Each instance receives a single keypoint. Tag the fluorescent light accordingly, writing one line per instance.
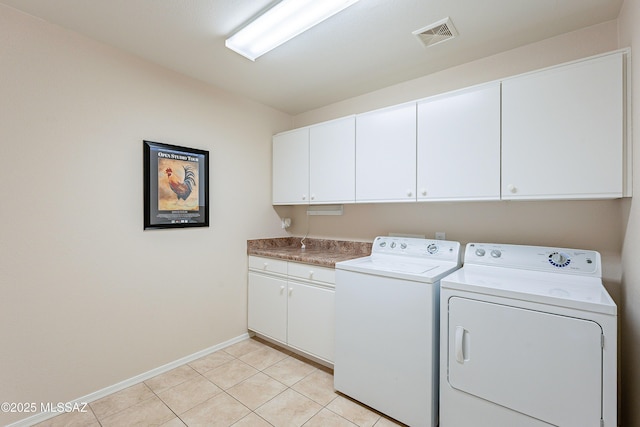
(281, 23)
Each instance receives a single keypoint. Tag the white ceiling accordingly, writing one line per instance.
(366, 47)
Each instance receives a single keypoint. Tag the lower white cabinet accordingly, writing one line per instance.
(293, 304)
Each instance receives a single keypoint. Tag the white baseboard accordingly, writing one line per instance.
(42, 416)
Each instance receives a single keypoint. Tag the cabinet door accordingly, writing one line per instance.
(562, 132)
(459, 145)
(311, 320)
(332, 161)
(291, 167)
(386, 155)
(268, 306)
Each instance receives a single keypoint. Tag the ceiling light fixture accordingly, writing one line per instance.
(281, 23)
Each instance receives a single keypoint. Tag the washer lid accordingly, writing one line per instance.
(563, 290)
(428, 271)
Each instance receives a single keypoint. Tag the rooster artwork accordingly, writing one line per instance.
(177, 183)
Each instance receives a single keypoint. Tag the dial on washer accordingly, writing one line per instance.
(558, 259)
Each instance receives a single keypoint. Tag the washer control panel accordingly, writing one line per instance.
(539, 258)
(416, 247)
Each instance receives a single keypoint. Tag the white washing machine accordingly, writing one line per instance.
(387, 323)
(528, 338)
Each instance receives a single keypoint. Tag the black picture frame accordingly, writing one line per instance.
(176, 186)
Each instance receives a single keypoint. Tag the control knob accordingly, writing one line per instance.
(558, 259)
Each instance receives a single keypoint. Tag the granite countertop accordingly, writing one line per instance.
(317, 251)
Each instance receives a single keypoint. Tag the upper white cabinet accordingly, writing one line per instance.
(557, 133)
(315, 164)
(386, 155)
(290, 183)
(332, 161)
(459, 145)
(563, 131)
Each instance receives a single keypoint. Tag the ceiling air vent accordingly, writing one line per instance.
(437, 32)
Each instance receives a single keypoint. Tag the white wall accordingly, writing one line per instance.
(630, 303)
(87, 298)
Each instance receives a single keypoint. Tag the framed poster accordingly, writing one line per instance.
(176, 186)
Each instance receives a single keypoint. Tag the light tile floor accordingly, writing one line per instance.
(249, 384)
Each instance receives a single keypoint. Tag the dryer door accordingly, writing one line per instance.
(543, 365)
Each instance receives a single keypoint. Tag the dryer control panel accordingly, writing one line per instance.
(538, 258)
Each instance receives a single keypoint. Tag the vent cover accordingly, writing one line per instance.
(437, 32)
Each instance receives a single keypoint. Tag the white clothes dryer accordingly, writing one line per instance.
(528, 339)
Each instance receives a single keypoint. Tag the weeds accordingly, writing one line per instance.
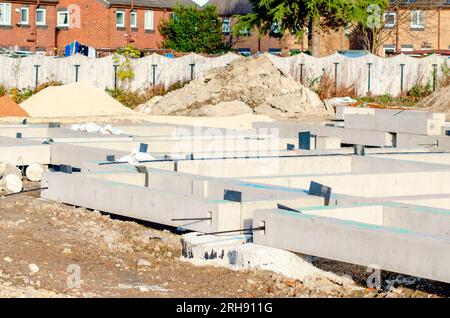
(20, 95)
(3, 90)
(327, 88)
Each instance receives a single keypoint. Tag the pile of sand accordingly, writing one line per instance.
(76, 99)
(250, 85)
(438, 102)
(9, 108)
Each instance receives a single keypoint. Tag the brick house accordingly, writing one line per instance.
(421, 24)
(417, 25)
(47, 26)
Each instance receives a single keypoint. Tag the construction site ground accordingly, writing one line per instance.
(42, 241)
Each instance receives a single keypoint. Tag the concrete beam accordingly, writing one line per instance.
(394, 249)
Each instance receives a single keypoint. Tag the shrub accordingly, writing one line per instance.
(134, 98)
(420, 91)
(193, 29)
(3, 90)
(327, 89)
(20, 95)
(45, 85)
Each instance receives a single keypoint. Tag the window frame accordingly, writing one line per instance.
(8, 19)
(226, 25)
(27, 22)
(44, 22)
(124, 20)
(417, 26)
(390, 25)
(135, 25)
(57, 19)
(147, 15)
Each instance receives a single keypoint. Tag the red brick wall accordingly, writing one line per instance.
(21, 35)
(98, 27)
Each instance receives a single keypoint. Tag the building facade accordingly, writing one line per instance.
(417, 26)
(48, 26)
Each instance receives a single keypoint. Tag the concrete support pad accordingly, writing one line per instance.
(237, 253)
(397, 124)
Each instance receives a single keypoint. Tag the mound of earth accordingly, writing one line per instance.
(246, 84)
(75, 99)
(439, 101)
(9, 108)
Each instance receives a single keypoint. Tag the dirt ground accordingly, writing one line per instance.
(48, 249)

□ □ □

Job » Return every line of the material above verbatim, in its original order, omitting the pictures.

Exercise result »
Each instance receives a single keypoint. Tag the fluorescent light accordingly, writing one line per instance.
(281, 23)
Each instance receives a single keypoint. Tag the white ceiling accordingly, writing one line per instance.
(366, 47)
Each instance receives a single keypoint. Tag the lower white cabinet accordingly, writing one line per instance.
(293, 304)
Each instance receives a single keypoint. Tag the white baseboard accordingly, writing one line per instance.
(42, 416)
Each instance receives a single keypoint. Tag the cabinet door accordingly, writing one line per instance.
(562, 132)
(459, 145)
(311, 320)
(332, 161)
(291, 167)
(386, 155)
(268, 306)
Each instance receives a single keypoint. Tag the ceiling light fixture accordingly, writing one line per instance.
(281, 23)
Each instance receives a single keypoint. Tag the washer lid accordingly, writing one line per instance.
(563, 290)
(428, 271)
Each instance receives a single keypoint. Tag the rooster artwork accordingly, writing one line per instance.
(177, 183)
Each instance receives a single keypoint. Tag the dial on washer accordingly, writing one line per instance.
(558, 259)
Each instance receives a single keypoint. Tag the washer control panel accordingly, writing one line per instance.
(539, 258)
(416, 247)
Each instance receives a single keypoint. Tag the white washing machine accordingly, writing one line per instance.
(387, 323)
(528, 338)
Each instance receives a single keypoint. Tag the black picture frame accordingly, writing one line per instance.
(176, 186)
Each instance receives a single keypoint. Tag the control knob accordingly, writing one line per instance.
(558, 259)
Each instance receives a single keypoint. Tag the granite countertop accordingly, writing one line per instance.
(317, 251)
Each instance receives a single keypoint. Tag the upper white cabinet accordingly, writing one line per instance.
(557, 133)
(315, 164)
(386, 155)
(290, 183)
(332, 161)
(459, 145)
(563, 131)
Each instance receives a single keypoint. Tag the ceiling air vent accordingly, writing one line per instance.
(437, 32)
Each instance receives a single keypoint. Tag the white wall accordingly, writing one line per instance.
(630, 303)
(87, 298)
Each instance receives a single keypoint. Tag the framed poster accordingly, writing one line per instance.
(176, 186)
Each instance receives a single keypoint. Tag the light tile floor accordingly, writing one line per instance.
(249, 384)
Each instance receives a single keypoint. Tag the dryer door accordingly, writing one line per instance.
(543, 365)
Each instance receives a single keypoint. Tag the dryer control panel accordingly, writing one line per instance.
(538, 258)
Each instance receives a single keypoint. Tag the vent cover accordingly, writing one line per instance.
(437, 32)
Each instance receives a single keypoint. Tag the white clothes dryer accordingly, writing one line per instance.
(528, 339)
Each instance receives a single keypoint. Tag the weeds accordingly, writing one line per instance.
(20, 95)
(3, 90)
(327, 88)
Each instance receives a single keypoint. Tag the pile of sand accordingly, writing one line per instance.
(76, 99)
(250, 85)
(438, 102)
(9, 108)
Each instance receives a single keypoint. Tag the brick house accordingly, writing one line per instance.
(421, 24)
(417, 25)
(47, 26)
Each instance receives a single keypoint. Tag the construction site ground accordingly, writing one line per instance.
(42, 241)
Each instance receives a single keypoint. Tag the concrete beam accordingly, writing one line per instance.
(394, 249)
Each instance receives a single keypoint. Tag the shrub accordingly, writing one line per instance.
(134, 98)
(420, 91)
(193, 29)
(3, 90)
(327, 89)
(20, 95)
(45, 85)
Each instance receives a single keypoint. Tag the window frame accordingly, writing one line per instance.
(8, 19)
(226, 25)
(27, 22)
(44, 22)
(124, 20)
(417, 26)
(390, 25)
(135, 25)
(57, 19)
(147, 15)
Each instance receives a single keypoint. Tag the red brick wall accordingly, writing one line per instance.
(21, 35)
(98, 27)
Each instance receives a single keypoint. Tag the building facade accordingly, writing one line per instance.
(417, 26)
(48, 26)
Each instance receives a single keypoint. Tag the concrete support pad accordingly, writing one line per instance.
(237, 253)
(397, 124)
Each instance receives a single keypoint. Tag the mound of earth accordingly, writing one line per instance.
(246, 84)
(75, 99)
(439, 101)
(9, 108)
Each instance receives a single keypoint. Tag the dirt ground accordingly, writing one line per instance.
(48, 249)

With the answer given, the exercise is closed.